▶ _YOUR INSTRUCTIONS_:
Give the data again exactly as it is written.

▶ _EXCERPTED DATA_:
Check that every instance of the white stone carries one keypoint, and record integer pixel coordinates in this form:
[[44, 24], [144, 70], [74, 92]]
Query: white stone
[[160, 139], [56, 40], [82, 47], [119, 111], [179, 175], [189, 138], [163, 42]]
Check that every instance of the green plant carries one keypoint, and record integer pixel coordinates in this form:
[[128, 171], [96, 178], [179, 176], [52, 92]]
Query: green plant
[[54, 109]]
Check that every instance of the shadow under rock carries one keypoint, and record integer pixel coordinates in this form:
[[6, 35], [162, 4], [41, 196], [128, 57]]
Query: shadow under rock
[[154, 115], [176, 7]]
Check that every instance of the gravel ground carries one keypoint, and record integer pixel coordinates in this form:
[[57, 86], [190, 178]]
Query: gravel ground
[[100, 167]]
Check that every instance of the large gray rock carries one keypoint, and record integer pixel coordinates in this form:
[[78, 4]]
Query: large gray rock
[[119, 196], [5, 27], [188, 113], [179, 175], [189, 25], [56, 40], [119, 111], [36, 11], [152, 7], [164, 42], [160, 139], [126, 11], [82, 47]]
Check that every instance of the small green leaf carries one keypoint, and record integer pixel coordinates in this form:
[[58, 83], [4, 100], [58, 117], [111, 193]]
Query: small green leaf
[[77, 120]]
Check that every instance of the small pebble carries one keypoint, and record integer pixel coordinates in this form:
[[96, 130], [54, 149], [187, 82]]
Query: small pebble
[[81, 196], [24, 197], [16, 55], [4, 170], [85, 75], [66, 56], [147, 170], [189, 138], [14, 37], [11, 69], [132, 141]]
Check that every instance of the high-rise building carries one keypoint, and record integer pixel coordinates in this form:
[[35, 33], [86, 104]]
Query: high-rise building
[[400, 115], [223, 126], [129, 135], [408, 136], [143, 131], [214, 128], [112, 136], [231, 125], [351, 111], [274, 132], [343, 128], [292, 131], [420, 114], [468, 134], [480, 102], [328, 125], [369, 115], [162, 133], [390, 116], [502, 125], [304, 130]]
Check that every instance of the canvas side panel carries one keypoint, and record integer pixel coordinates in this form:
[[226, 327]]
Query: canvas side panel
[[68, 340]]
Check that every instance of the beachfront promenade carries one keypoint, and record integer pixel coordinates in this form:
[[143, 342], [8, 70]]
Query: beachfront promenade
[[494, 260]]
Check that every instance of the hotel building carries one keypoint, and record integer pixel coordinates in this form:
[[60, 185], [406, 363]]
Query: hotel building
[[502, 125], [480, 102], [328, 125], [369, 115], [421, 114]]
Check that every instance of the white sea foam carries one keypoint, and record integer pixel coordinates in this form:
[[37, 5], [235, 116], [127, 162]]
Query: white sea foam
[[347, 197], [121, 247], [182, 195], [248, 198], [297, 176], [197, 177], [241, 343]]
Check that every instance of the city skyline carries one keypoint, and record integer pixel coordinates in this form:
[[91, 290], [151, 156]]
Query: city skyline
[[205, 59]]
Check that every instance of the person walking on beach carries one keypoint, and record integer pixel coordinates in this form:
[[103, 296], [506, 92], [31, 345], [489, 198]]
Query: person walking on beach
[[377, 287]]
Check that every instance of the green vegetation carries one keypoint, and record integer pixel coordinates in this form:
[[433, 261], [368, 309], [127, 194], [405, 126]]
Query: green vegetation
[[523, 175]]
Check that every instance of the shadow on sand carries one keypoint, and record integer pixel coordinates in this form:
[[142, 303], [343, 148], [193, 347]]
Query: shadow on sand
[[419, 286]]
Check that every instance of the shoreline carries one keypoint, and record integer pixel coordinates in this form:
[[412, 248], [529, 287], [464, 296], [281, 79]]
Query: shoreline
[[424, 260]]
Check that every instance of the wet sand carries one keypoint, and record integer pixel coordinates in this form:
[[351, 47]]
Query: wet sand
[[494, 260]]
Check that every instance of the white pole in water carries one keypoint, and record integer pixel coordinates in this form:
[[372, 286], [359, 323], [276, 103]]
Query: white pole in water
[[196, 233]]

▶ _RESPONSE TO THIS TASK_:
Check that every instance of the white stone carries one keypoint, and record integer pixel coordinates in this form:
[[44, 24], [144, 70], [74, 92]]
Query: white stone
[[160, 139], [56, 40], [82, 47], [119, 111], [179, 175], [189, 138], [163, 42]]
Check that every instance of the green plant carries one keypoint, and record integer pixel coordinates in this form:
[[128, 171], [96, 178], [179, 176], [52, 92]]
Query: green plant
[[54, 109]]
Check that every instance of the shadow under rock carries one keypoint, and record integer pixel coordinates in this form:
[[6, 35], [162, 4], [41, 196], [128, 57]]
Query: shadow under rock
[[154, 115], [176, 7]]
Check that every instance of the gravel ground carries one keypoint, and record integer pixel coordinates in this form:
[[57, 86], [190, 178]]
Query: gravel ground
[[100, 167]]
Check that every instance of the large gray rock carries one keypoint, and record integer pixel coordinates in this form:
[[78, 4]]
Query: large gray rock
[[119, 196], [5, 27], [188, 113], [179, 175], [189, 25], [56, 40], [119, 111], [36, 11], [152, 7], [164, 42], [160, 139], [126, 11], [82, 47]]
Check that every instance of the small green leaf carries one keypoint, and record integer pixel coordinates in this form:
[[58, 83], [4, 100], [58, 117], [111, 193]]
Query: small green leaf
[[77, 120]]
Check that every instance of the small pebble carries one keypoint, and record integer pixel coordinates in this form:
[[96, 130], [54, 149], [187, 82]]
Query: small pebble
[[81, 196], [24, 197], [16, 55], [4, 170], [85, 75], [66, 56], [147, 170], [189, 138], [14, 37], [11, 69], [132, 141]]
Check that every instance of the high-rise building carries one keypoint, and record integer pixel coordinates in this form:
[[35, 33], [86, 104]]
Query: high-rise building
[[400, 115], [223, 126], [129, 135], [408, 136], [143, 131], [214, 128], [112, 136], [231, 125], [351, 111], [274, 132], [343, 128], [292, 131], [420, 114], [468, 134], [480, 102], [328, 125], [369, 115], [162, 133], [390, 116], [502, 125], [304, 130]]
Check that every instance of the canvas side panel carries one keypoint, and record integer pixel coordinates in this form:
[[226, 327]]
Query: canvas side panel
[[68, 340]]
Check that every instance of the beachfront promenade carries one keypoint, and record integer pixel coordinates in this form:
[[143, 342], [8, 70]]
Query: beachfront promenade
[[494, 260]]
Check that every instance of the hotel building carries one keypoint, and record integer pixel coordinates in this form:
[[60, 185], [406, 363]]
Query: hotel building
[[502, 125], [480, 102], [328, 125], [369, 115], [421, 114]]
Check that every instance of the white sea foam carries one keypoint, and record integer pixel coordinates in this form:
[[37, 5], [235, 116], [127, 162]]
Query: white sea foam
[[347, 197], [121, 247], [182, 195], [248, 198], [297, 176], [197, 177], [241, 343]]
Check that every instance of the city skyline carries one keypoint, and record integer pixel coordinates in this form:
[[91, 290], [151, 156]]
Query: city skyline
[[205, 59]]
Check that every instance of the person walking on beach carries one keypoint, and record integer pixel coordinates in this form:
[[103, 296], [506, 92], [31, 345], [489, 198]]
Query: person walking on beach
[[377, 287]]
Check that every instance of the green vegetation carries one keypoint, and record integer pixel coordinates in this form:
[[433, 261], [368, 309], [127, 194], [405, 126]]
Query: green vegetation
[[523, 175]]
Check that every instance of the shadow on sand carries one keypoint, and record integer pixel coordinates in this form:
[[142, 303], [343, 148], [193, 347]]
Query: shadow on sand
[[419, 286]]
Check that every instance of the shoreline carries one keypoint, and record integer pixel coordinates in this form:
[[412, 248], [529, 287], [464, 296], [281, 79]]
Query: shoreline
[[424, 260]]
Check that every instance of the wet sand carries one keypoint, and record integer pixel coordinates in this form:
[[351, 47]]
Query: wet sand
[[494, 260]]
Check that every instance of the white pole in water carries one keypoint, and record integer pixel coordinates in this form:
[[372, 286], [359, 323], [276, 103]]
Query: white pole in water
[[196, 233]]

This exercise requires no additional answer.